[Records]
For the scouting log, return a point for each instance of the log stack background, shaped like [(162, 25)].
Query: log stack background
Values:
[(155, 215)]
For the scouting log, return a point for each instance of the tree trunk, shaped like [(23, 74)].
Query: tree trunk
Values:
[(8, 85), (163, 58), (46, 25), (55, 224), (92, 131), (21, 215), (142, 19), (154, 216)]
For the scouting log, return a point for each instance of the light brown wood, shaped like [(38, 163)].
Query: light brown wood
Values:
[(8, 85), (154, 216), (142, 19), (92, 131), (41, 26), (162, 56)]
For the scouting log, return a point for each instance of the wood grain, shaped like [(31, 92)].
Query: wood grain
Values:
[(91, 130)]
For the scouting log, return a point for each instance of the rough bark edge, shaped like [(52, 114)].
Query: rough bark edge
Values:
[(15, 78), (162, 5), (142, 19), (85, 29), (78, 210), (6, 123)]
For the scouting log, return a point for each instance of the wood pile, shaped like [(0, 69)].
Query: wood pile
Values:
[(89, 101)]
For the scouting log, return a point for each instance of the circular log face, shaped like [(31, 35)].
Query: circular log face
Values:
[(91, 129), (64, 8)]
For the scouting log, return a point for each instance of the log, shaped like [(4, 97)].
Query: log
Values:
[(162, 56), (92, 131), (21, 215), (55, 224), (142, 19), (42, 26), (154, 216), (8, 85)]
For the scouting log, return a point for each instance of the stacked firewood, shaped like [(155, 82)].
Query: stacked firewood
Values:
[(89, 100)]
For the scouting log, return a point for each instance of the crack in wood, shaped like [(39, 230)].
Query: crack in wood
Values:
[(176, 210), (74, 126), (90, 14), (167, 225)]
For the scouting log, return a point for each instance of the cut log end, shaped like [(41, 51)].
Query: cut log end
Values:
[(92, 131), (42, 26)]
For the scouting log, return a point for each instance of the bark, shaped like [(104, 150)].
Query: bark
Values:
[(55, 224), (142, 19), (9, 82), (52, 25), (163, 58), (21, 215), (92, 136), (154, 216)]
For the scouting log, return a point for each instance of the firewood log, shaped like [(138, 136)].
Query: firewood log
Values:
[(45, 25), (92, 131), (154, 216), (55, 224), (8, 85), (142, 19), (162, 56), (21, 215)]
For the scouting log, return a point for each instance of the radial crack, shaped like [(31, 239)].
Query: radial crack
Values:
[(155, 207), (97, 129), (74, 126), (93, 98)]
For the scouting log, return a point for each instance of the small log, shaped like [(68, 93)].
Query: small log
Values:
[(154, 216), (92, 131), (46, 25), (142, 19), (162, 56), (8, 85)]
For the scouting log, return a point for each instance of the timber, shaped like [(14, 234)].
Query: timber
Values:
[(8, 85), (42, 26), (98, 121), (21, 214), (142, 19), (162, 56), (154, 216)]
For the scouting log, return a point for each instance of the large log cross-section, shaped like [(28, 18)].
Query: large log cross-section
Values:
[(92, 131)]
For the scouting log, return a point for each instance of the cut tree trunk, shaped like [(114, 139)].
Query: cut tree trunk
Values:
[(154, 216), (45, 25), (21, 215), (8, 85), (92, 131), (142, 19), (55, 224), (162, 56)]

[Task]
Copy everything from the start of the records down to the line that contains "[(91, 129), (64, 8)]", replacing "Values" with "Points" and leaving the rest untouched.

[Solution to the exercise]
For the scouting log, return a point for each instance of the log stack background, shaped like [(162, 25)].
Query: log stack background
Points:
[(155, 215)]
For the scouting log, return a point for each instance of the tree trunk, shaped like [(23, 74)].
Query: tree trunk
Points:
[(8, 85), (163, 58), (46, 25), (55, 224), (92, 131), (21, 215), (142, 19), (154, 216)]
For the scouting log, return a point for each instance of the light brown wood, shaped like [(38, 163)].
Query: light brown wood
Points:
[(8, 85), (154, 216), (142, 19), (92, 131), (41, 26), (162, 56)]
For the scouting log, return a point for each instance of the wood grain, shaped like [(31, 92)].
Query: wood grain
Points:
[(91, 130)]
For the scouting log, return a point for each instance of the rough bark edge, shaped like [(52, 114)].
Query: rough bark edge
Points:
[(15, 78), (162, 5), (142, 19), (85, 29), (78, 210), (6, 123)]
For the scouting log, return a point for each instance of the wood pile, shaped like [(0, 69)].
Query: wood pile
Points:
[(89, 101)]
For the scouting log, return a point for each instance of the circular log face, shaped like [(31, 35)].
Query: circular log face
Points:
[(91, 129), (64, 8)]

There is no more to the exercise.